[Dataset records on where objects are located]

+++

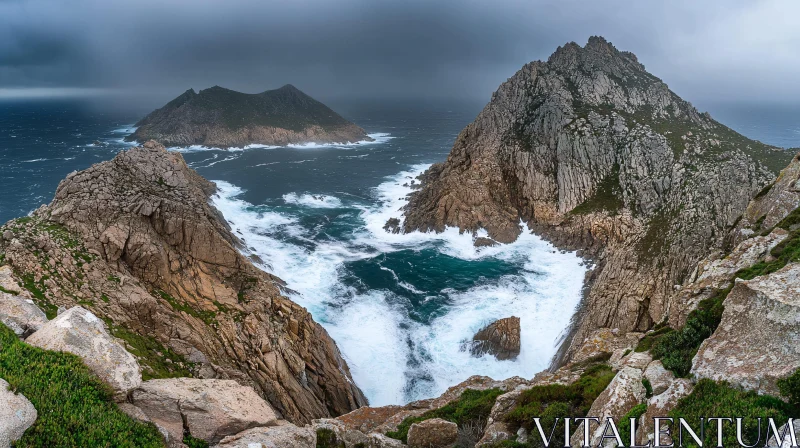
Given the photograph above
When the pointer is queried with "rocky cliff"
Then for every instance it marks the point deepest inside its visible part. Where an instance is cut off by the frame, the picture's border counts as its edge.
(223, 118)
(135, 241)
(595, 153)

+++

_Your goal_
Rewrite the material above with every "instance" changed to "occurrence" and everything else left as it is, and leave out the pictures.

_Solution below_
Given the photograph above
When the pointer is queried with "rocky cliff"
Then for every occurrence it marks the point deepest inside its visible part. Where an occurrence is cut off by the frame, the picture's border counts as its edge.
(223, 118)
(135, 241)
(595, 153)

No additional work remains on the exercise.